Recorded data
— Begin —

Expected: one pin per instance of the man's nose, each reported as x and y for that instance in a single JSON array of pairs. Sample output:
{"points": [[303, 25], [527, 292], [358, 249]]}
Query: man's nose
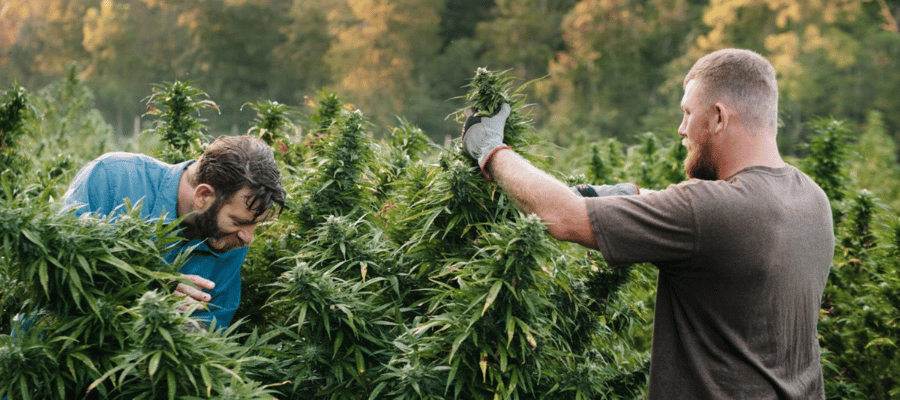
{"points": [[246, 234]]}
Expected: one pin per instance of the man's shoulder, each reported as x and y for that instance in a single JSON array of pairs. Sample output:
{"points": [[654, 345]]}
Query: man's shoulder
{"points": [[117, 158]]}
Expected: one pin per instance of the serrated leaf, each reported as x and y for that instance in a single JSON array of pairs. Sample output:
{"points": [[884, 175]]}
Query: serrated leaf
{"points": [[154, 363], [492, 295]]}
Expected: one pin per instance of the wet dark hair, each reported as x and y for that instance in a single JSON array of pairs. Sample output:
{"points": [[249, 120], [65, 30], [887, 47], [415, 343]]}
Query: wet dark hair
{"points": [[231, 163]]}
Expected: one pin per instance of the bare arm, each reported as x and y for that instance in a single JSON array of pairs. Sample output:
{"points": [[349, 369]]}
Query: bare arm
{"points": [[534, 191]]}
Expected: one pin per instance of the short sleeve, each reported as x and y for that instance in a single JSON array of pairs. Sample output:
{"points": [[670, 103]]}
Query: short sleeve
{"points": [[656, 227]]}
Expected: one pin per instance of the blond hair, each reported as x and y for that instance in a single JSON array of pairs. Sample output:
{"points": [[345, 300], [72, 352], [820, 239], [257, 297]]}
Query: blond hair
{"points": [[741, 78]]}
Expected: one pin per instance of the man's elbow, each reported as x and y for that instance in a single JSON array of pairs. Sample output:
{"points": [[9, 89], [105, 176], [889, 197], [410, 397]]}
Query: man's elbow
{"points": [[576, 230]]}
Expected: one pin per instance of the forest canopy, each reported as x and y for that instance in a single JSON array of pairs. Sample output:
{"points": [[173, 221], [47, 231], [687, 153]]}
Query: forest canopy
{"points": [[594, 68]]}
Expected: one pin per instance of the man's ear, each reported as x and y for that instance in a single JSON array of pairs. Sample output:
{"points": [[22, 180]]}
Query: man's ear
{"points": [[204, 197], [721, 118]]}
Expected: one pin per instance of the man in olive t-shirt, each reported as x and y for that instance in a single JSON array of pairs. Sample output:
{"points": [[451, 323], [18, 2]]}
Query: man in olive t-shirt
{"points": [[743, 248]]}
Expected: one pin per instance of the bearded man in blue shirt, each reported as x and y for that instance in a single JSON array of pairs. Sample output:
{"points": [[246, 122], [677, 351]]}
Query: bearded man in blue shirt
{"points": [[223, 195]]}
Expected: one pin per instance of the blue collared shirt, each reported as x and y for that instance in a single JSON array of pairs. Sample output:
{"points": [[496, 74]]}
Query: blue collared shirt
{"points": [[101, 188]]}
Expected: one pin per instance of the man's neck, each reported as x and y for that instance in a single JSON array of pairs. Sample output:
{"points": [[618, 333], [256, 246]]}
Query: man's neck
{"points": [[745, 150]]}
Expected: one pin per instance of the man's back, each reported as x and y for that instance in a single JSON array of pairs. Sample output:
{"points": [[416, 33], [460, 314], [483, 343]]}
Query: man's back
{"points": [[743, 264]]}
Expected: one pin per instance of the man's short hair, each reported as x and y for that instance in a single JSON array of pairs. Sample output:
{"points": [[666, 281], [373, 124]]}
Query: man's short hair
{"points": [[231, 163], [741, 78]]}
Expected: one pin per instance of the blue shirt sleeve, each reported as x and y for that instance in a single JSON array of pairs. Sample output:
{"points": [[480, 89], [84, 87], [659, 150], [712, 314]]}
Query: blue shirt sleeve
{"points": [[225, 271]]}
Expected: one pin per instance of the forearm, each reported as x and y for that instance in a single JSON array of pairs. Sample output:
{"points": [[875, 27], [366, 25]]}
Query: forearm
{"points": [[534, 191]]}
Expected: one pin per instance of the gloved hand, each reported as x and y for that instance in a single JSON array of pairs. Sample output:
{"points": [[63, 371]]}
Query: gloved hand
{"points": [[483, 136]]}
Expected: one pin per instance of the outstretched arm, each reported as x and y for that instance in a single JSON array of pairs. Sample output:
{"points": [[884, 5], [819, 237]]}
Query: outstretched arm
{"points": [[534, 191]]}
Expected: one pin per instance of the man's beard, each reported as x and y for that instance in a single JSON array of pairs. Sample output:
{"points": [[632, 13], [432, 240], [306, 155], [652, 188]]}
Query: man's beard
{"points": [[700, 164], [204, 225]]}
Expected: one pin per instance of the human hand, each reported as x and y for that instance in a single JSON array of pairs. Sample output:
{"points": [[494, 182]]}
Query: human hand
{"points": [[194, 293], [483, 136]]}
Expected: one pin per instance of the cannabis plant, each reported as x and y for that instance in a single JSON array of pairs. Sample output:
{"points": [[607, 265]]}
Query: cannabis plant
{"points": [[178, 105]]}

— End —
— Begin —

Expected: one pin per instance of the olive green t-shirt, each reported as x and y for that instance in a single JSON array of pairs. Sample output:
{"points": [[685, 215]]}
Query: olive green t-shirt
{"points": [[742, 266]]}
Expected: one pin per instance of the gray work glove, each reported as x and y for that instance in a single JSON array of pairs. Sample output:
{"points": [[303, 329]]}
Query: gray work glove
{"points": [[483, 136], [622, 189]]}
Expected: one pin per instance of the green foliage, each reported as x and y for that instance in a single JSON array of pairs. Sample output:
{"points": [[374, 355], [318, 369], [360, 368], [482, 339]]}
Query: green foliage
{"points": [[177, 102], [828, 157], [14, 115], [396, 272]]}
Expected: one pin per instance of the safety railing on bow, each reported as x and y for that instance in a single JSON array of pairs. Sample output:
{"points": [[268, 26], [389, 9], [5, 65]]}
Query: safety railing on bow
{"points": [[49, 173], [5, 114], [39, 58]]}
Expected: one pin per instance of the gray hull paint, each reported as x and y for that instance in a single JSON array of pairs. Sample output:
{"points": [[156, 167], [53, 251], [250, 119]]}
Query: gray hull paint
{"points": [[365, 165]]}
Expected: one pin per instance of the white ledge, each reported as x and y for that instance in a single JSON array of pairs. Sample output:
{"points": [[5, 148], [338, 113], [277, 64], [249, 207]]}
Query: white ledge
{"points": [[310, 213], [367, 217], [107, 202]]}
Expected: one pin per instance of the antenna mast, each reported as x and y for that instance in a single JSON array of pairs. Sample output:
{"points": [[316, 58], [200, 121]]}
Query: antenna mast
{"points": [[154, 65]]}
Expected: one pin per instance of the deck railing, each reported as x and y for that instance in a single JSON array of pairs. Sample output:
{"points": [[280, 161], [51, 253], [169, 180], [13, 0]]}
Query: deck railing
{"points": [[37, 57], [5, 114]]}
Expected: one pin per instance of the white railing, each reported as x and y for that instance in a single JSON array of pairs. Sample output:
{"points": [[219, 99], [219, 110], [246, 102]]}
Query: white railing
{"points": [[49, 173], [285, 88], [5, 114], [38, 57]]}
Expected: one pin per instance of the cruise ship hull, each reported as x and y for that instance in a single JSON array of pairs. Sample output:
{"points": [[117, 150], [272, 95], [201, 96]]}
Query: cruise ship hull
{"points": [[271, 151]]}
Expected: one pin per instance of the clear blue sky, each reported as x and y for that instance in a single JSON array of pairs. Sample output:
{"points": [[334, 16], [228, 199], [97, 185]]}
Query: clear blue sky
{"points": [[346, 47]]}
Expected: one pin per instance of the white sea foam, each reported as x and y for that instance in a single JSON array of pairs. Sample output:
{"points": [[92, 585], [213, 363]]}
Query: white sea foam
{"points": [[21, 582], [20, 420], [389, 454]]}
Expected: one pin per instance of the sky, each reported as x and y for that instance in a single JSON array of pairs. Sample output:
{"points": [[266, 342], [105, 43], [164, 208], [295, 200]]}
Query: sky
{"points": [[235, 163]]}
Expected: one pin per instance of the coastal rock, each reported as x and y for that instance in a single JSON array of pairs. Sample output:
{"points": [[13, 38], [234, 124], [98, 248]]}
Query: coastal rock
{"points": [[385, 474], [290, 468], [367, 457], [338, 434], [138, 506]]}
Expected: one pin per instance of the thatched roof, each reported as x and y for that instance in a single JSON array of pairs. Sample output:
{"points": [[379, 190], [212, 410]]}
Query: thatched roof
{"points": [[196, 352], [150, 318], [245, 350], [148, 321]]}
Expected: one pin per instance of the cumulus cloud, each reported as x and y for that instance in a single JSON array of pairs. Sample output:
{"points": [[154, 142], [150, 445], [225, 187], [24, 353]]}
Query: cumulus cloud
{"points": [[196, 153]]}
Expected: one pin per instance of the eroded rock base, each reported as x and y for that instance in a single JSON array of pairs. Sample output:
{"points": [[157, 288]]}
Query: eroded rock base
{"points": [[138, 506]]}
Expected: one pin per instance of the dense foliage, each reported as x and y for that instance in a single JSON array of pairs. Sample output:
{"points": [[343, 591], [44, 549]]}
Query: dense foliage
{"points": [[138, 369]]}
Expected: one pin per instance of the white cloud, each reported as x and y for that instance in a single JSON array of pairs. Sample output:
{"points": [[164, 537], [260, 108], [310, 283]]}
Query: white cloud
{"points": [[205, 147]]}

— End —
— Begin —

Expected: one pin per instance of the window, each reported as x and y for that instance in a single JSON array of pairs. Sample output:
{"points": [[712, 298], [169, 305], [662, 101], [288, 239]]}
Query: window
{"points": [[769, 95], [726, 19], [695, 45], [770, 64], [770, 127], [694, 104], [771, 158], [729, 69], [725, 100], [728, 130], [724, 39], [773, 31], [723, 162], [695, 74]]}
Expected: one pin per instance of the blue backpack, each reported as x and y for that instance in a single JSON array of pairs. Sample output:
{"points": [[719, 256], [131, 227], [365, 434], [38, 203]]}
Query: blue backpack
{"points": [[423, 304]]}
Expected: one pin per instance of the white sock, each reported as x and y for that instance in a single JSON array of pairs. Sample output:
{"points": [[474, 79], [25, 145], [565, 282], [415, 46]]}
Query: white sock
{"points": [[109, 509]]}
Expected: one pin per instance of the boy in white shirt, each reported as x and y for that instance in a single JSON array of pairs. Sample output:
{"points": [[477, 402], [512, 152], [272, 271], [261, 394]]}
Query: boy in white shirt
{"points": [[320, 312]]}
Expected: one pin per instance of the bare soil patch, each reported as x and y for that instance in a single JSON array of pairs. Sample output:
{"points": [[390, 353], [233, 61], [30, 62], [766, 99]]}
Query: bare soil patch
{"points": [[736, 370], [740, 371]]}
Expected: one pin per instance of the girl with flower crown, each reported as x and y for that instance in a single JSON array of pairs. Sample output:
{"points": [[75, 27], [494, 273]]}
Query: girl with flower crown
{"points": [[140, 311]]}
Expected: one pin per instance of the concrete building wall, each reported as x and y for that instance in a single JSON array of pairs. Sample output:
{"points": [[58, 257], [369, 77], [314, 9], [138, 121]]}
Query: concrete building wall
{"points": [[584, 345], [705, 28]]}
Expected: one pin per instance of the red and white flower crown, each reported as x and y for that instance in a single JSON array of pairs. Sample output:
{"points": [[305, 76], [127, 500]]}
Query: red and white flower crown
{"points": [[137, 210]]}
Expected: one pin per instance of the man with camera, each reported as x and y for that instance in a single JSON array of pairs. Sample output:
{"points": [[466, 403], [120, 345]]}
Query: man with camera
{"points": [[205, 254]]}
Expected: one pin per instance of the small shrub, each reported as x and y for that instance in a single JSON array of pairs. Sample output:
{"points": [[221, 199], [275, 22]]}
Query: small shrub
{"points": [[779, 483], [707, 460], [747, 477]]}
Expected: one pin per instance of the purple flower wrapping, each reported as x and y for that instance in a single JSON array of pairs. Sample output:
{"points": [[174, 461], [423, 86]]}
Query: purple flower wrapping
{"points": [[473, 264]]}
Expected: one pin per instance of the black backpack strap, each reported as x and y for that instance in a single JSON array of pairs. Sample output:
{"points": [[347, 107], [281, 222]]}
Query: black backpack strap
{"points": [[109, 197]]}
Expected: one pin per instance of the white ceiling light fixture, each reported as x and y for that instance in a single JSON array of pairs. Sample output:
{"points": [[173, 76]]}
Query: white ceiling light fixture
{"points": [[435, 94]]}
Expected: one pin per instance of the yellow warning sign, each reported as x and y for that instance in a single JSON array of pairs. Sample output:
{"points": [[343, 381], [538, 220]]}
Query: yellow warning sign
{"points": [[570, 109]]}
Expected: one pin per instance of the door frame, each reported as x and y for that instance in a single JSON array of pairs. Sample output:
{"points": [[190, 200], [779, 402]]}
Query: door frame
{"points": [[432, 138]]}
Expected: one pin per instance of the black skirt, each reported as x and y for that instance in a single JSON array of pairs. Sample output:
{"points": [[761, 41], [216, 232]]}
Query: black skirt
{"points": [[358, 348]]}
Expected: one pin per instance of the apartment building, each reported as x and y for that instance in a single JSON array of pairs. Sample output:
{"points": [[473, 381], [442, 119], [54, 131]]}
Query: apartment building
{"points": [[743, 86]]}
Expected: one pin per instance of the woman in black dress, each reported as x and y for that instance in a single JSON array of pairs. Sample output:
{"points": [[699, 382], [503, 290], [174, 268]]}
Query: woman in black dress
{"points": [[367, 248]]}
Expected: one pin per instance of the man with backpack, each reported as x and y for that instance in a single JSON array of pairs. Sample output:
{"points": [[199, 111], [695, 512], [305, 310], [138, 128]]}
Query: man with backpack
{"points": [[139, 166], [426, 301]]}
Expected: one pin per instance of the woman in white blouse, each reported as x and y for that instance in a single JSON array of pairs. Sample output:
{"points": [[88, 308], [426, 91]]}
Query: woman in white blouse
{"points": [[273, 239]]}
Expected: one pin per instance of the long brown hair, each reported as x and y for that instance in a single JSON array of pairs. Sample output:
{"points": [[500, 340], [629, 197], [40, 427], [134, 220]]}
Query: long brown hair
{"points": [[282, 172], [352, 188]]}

— End —

» **Stated exercise**: Which lines of the data above contain the string "backpack"? Extract each of them in full.

» **Correct answer**:
Expected: one pin per instance of the blue backpack, each reported as x and y for that instance in a single JSON array of pairs. Sample output:
Query: blue backpack
Expected: one pin per instance of the black backpack strap, each reported as x and y for that instance in a single JSON array of pairs. Sample output:
Query: black backpack strap
Expected: one pin per instance of the man with backpack, each reported as x and y for that instance in a single JSON array of pairs. Sample output:
Query: man with backpack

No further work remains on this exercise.